- _About this exercise_
Would you write out all of the records that follow, exactly as they stand?

- _The data_
+-------+

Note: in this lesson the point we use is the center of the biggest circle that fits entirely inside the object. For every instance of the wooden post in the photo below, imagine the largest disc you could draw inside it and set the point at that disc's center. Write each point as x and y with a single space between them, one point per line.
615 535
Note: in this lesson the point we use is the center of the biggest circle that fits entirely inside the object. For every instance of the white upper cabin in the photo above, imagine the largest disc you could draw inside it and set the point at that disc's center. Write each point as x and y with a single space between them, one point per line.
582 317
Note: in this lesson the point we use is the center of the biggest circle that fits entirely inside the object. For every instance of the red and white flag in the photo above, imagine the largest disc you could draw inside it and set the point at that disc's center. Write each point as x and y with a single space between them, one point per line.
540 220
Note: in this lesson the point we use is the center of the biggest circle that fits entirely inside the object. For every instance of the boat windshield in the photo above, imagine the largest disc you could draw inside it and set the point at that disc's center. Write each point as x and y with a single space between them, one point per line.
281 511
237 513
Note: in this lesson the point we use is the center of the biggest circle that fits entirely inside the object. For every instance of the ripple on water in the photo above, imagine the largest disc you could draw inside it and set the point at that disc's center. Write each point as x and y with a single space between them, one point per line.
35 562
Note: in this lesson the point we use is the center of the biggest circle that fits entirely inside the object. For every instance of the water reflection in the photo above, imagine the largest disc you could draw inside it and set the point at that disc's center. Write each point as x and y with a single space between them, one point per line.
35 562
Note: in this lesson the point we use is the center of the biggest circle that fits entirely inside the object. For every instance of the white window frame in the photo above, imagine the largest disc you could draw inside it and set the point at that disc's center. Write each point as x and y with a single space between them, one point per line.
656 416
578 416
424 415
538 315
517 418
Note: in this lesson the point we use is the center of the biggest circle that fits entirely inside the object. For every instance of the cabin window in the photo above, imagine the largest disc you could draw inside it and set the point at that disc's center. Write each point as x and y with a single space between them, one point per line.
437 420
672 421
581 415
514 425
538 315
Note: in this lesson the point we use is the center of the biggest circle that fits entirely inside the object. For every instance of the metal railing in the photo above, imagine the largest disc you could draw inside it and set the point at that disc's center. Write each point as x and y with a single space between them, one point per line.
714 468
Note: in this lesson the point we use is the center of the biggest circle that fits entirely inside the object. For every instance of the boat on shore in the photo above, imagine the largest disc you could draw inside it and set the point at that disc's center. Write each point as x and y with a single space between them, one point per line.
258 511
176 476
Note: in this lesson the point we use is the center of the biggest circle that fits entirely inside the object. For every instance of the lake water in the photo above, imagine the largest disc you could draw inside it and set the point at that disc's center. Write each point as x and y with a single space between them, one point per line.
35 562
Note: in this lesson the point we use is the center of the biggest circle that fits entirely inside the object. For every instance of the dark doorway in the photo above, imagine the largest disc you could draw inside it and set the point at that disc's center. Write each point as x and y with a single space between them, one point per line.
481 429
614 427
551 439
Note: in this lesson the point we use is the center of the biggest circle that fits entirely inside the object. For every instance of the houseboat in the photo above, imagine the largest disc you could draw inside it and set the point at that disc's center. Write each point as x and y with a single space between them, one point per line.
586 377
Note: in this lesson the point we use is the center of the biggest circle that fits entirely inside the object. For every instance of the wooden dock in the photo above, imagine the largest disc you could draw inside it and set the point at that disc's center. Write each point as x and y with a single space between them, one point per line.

+-------+

- _Answer box_
Note: in this lesson the point we use is the center of the biggest circle that fits entirely inside the object. For every instance of the wooden post in the photo below, imagine the largest disc you could draw inside it and set the point at that disc's center. Write each point as x and y with a single space between them, one point per line.
615 535
Note: in this lesson the point we use is the center of the biggest circle that fits entirely inside the object. For every instance of the white upper cabin in the photo above, imagine the largest disc you could draw inside it and set the point at that disc's center. Write each point as x and y with a single space between them, one point per line.
582 317
Note: in this lesson the point we use is the center of the biggest circle that fits entirely inside the object. For every instance of the red and white flag in the photo above, imagine the largest disc you could draw inside it and set the point at that disc's center. Write each point as x and y with a single space between them, one point per line.
540 220
Note: in this lesson the point we use is the center of the biggest circle that fits entirely inside the object. For every instance of the boat windshield in the photo above, imagine the largest disc you could draw inside it and set the point at that disc's center. Write each point as x and y with a single space between them, one point per line.
281 511
237 513
Note: in this lesson the point we use is the center of the biggest circle that fits entirely inside the object. For every instance of the ripple on water in the photo above, imagine the largest disc you could draw inside it and set the point at that disc's center. Write each point as x and y with a single space between them, one point per line.
35 562
Note: in this lesson the point we use is the center of the biggest circle that fits entirely inside the object. For every instance of the water reflection in the photo above, imagine the largest disc you could draw inside it and set the point at that disc's center. Write each point as x and y with a single space between them, one point per line.
35 562
Note: in this lesson the point we use is the center of the biggest circle that fits entirely inside the object. For every instance of the white window frame in the photo above, imagine the largest disc you could draw inside it and set the point at that disc's center. Write each point as x and y with a single space between them, one point per line.
656 416
578 416
424 415
538 315
517 418
Note: in this lesson the point we use is the center of the biggest circle that fits entirely inside the object. For every instance of the cabin window in the photo above, imagine the largest disc you could draw inside it and set the point at that disc's center. Write each point as x and y with a single space between them, one point per line.
437 420
672 421
581 415
514 425
538 315
Note: in this lesson the point we use is the center of the biggest circle that fits entirely inside the object. For every instance of the metal railing in the photo above, imagine the largest disc you could draw inside it and set the point at that disc's center. Write each point as x and y with a single space between them, one point per line.
714 468
Note: in this lesson the point we use is the center of the biggest circle that fits entirely inside the object. For every instance of the boat on shore in the photo above, imagine the largest disc you could draw inside it and set the point at that disc's center. Write each point as x and y with a single space between them, one point per line.
258 511
176 476
Note: in this lesson the point we use is the center of the biggest circle that fits entirely inside the object. For every instance of the lake water in the photo above, imagine the largest disc you could draw inside it and set the point at that disc's center. Write each point as x and y with a single space between them, one point per line.
35 562
Note: in this lesson the point we use is the center of the biggest circle that fits entirely inside the object. For every instance of the dark doorway in the photo above, imagine the largest disc you could draw inside it and set the point at that disc's center. Write each point as x and y with a single space between them, one point per line.
481 429
614 427
551 439
Note: in this lesson the point we use is the center of the biggest circle that fits entirely inside the object. For every instance of the houseboat in the photo above, imagine the largest disc you could draw inside it and set the point at that disc's center. Write each point as x and y with a single space between them, one point per line.
586 377
Note: in this lesson the point we use is the center of the biggest circle that fits entirely inside the object. For every instance of the wooden dock in the photo above, imagine the largest disc you could draw inside it and set the point at that disc's center. Write each point as x and y with a single space between them, one point per line.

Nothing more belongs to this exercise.